[Extracted data entries]
━━━━━━━━━━━━━━━━━━━━━━━━━━━━━━

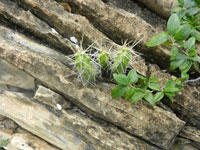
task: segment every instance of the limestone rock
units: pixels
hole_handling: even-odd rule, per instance
[[[0,59],[0,84],[35,90],[34,78]]]
[[[158,149],[117,128],[100,125],[77,113],[62,111],[61,116],[56,116],[39,104],[22,100],[10,92],[1,94],[0,101],[0,114],[63,150]]]
[[[10,0],[1,0],[0,15],[4,16],[9,22],[33,33],[49,45],[65,53],[72,53],[69,42],[60,36],[54,28],[51,28],[47,23],[34,16],[29,10],[25,11],[18,7],[16,3]]]
[[[194,146],[194,142],[188,139],[177,137],[170,150],[199,150],[199,147]]]
[[[176,6],[178,2],[176,0],[137,0],[155,11],[159,15],[164,18],[168,18],[170,16],[171,8]]]
[[[156,76],[164,87],[170,75],[162,72],[157,65],[149,65],[150,76]],[[166,100],[165,103],[174,110],[181,119],[200,129],[200,87],[184,85],[181,92],[175,96],[174,103]]]
[[[8,139],[6,150],[59,150],[30,133],[14,133],[0,129],[0,138]]]
[[[109,87],[82,87],[76,77],[67,77],[73,71],[45,55],[1,43],[0,50],[1,58],[28,72],[48,88],[61,93],[85,112],[162,148],[169,148],[184,126],[184,122],[173,113],[159,107],[152,108],[144,101],[131,105],[124,99],[112,99]]]
[[[35,93],[34,99],[53,107],[56,110],[62,109],[72,109],[72,104],[66,101],[59,94],[45,88],[44,86],[39,86]]]
[[[13,48],[21,47],[21,49],[36,52],[38,53],[38,55],[45,54],[46,56],[52,57],[65,65],[69,65],[71,63],[71,59],[69,59],[62,53],[38,44],[37,42],[31,40],[30,38],[27,38],[23,34],[20,34],[3,26],[0,26],[0,41],[1,45],[10,45]]]
[[[17,0],[22,6],[29,8],[36,16],[47,22],[65,38],[72,36],[79,41],[84,36],[84,43],[92,44],[96,39],[107,37],[98,31],[89,21],[77,14],[66,11],[54,0]]]
[[[200,130],[195,127],[185,126],[181,130],[180,136],[200,143]]]
[[[165,46],[148,48],[147,41],[157,31],[136,14],[114,9],[102,1],[68,0],[75,11],[86,16],[91,23],[109,35],[113,41],[121,40],[140,41],[137,50],[152,62],[166,66],[169,62],[170,49]]]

━━━━━━━━━━━━━━━━━━━━━━━━━━━━━━

■ Requirement
Copy every item above line for line without altering a single character, but omit the picture from your answer.

■ Exercise output
task: segment every instance of the limestone rock
units: pixels
hole_handling: even-odd rule, per instance
[[[0,59],[0,84],[35,90],[34,78]]]
[[[158,149],[117,128],[100,125],[77,113],[62,111],[61,116],[56,116],[39,104],[22,100],[10,92],[1,94],[0,101],[0,114],[63,150]]]
[[[10,0],[1,0],[0,15],[4,16],[9,22],[33,33],[49,45],[65,53],[72,53],[69,42],[60,36],[54,28],[51,28],[47,23],[34,16],[29,10],[25,11],[18,7],[16,3]]]
[[[194,146],[194,142],[188,139],[177,137],[170,150],[199,150],[199,147]]]
[[[176,6],[178,2],[176,0],[137,0],[155,11],[159,15],[164,18],[168,18],[170,16],[171,8]]]
[[[156,76],[164,87],[170,75],[162,72],[157,65],[149,65],[150,76]],[[166,100],[165,103],[174,110],[181,119],[200,129],[200,87],[184,85],[181,92],[175,96],[174,103]]]
[[[8,139],[6,150],[59,150],[30,133],[14,133],[0,129],[0,138]]]
[[[109,87],[82,87],[76,77],[67,77],[73,71],[45,55],[1,43],[0,50],[1,58],[28,72],[48,88],[61,93],[85,112],[162,148],[169,148],[184,126],[184,122],[173,113],[159,107],[152,108],[144,101],[131,105],[124,99],[112,99]]]
[[[35,93],[34,99],[53,107],[56,110],[62,109],[72,109],[72,104],[66,101],[59,94],[45,88],[44,86],[39,86]]]
[[[13,48],[21,47],[21,49],[36,52],[38,53],[38,55],[45,54],[46,56],[52,57],[65,65],[69,65],[71,63],[71,59],[69,59],[62,53],[38,44],[37,42],[31,40],[30,38],[27,38],[23,34],[20,34],[3,26],[0,26],[0,41],[1,45],[10,45]]]
[[[17,0],[22,6],[29,8],[36,16],[47,22],[65,38],[72,36],[79,41],[84,36],[84,43],[92,44],[96,39],[107,37],[98,31],[89,21],[77,14],[66,11],[54,0]]]
[[[200,130],[195,127],[185,126],[181,130],[180,136],[200,143]]]
[[[165,46],[148,48],[147,41],[157,31],[136,14],[114,9],[102,1],[68,0],[75,11],[86,16],[91,23],[109,35],[113,41],[121,40],[140,41],[137,50],[152,62],[166,66],[169,62],[170,49]]]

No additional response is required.